■ Task directions ■
Repeat the records below word for word, but leave out the pictures.

··· Data supplied ···

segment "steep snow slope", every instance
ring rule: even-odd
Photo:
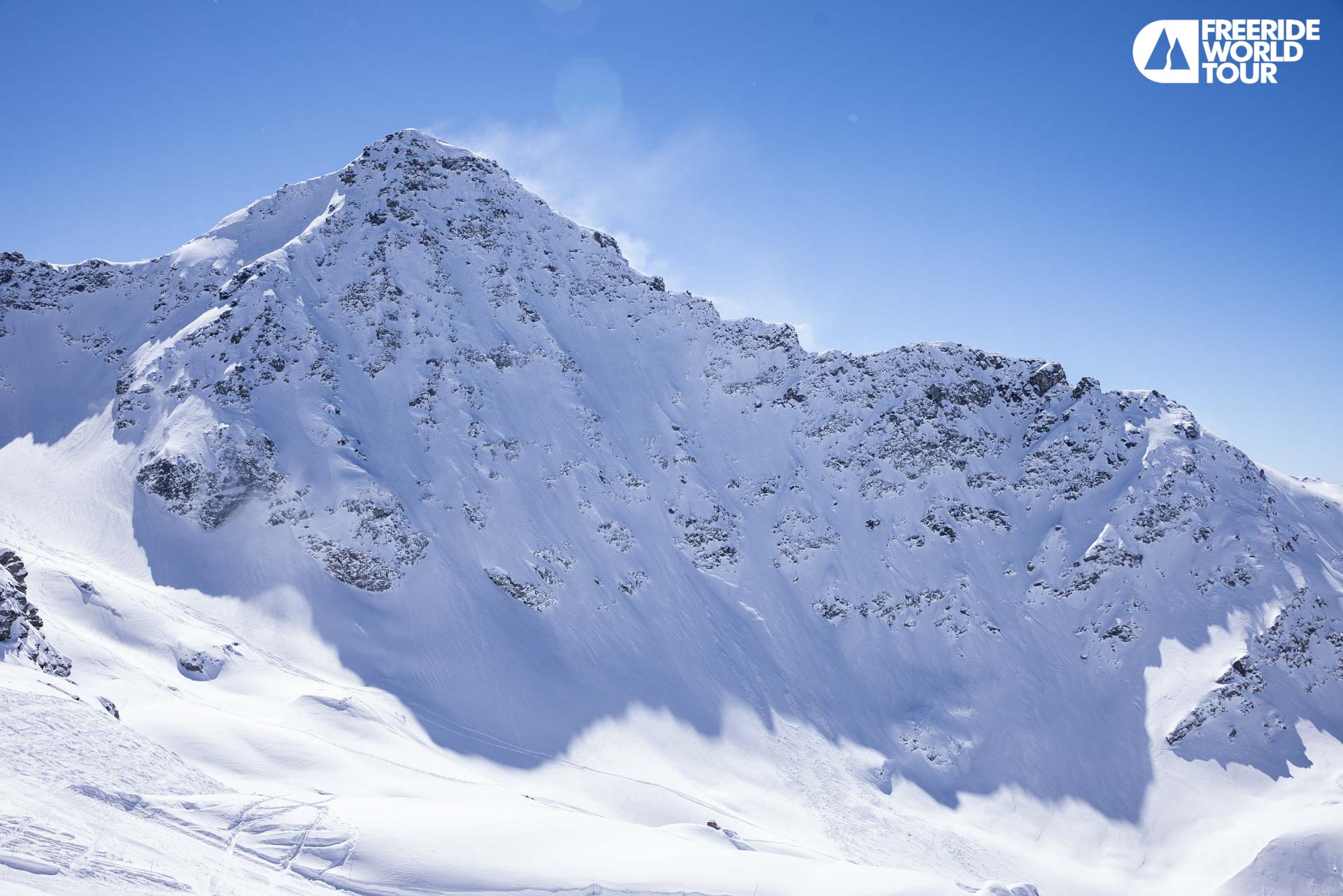
[[[1340,496],[1158,392],[808,353],[414,130],[0,314],[44,649],[285,887],[1343,887]]]

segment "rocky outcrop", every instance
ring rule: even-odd
[[[13,650],[43,672],[66,677],[70,661],[47,641],[38,607],[28,599],[27,578],[23,559],[0,548],[0,650]]]

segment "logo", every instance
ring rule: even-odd
[[[1133,64],[1158,83],[1198,83],[1198,19],[1160,19],[1139,31]]]
[[[1160,19],[1133,38],[1133,64],[1163,85],[1276,85],[1319,39],[1319,19]]]

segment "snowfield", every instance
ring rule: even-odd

···

■ Result of this exercise ■
segment "steep snow slope", every instance
ring rule: even-odd
Photo:
[[[1340,496],[1158,392],[808,353],[414,130],[0,314],[44,649],[285,887],[1343,887]]]

segment "rocky outcrop", every instance
ring rule: even-odd
[[[13,650],[43,672],[66,677],[70,661],[47,641],[38,607],[28,599],[27,578],[23,559],[0,548],[0,650]]]

segment "logo", every instance
ring rule: even-odd
[[[1133,64],[1158,83],[1198,83],[1198,19],[1160,19],[1139,31]]]
[[[1160,19],[1133,38],[1133,64],[1163,85],[1276,85],[1319,39],[1319,19]]]

segment "snowfield", every instance
ring rule: even-odd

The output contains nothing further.